● EXTRACT:
________________________________________
Finding Balance Between Machetes and Tweezers

As a channel marketer I am running at least ten programs, five communications, three events, two trainings, five campaigns, ongoing tin-cupping, housekeeping, politics and reporting activities for multiple supplier lines to 400 resellers on an ongoing basis. It is my love and my passion.

I have no problem studying the problem, visualizing the solution, thinking through the process, putting the pieces together, hiring the right vendors, executing and showing ROI. I enjoy the challenge of traversing stakeholders, recruiting champions, kicking through progress dams (human, technological or process), dealing with the daily surprises and problems.

My personal challenge has to do with “right brain versus left brain” time management. The balancing act between due diligence and execution. Deciding which activities to invest due diligence in order to properly research (Survey Monkey), enlist champions, obtain funding (MS PPT), prove ROI (Excel/SAP) and planning (Visio/MS Project), communicate it (Outlook/meetings), create RFPS, read SOWs, negotiate contracts, and then execute.  Or just leverage my experience and reputation and “get it done.”
________________________________________
● SOURCE MATERIAL:
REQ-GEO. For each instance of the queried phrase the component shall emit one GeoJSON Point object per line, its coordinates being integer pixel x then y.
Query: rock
________________________________________
● TASK TO COMPLETE: In the text on channel marketing, how many resellers does the writer serve?

● EXERCISE RESPONSE: 400 resellers.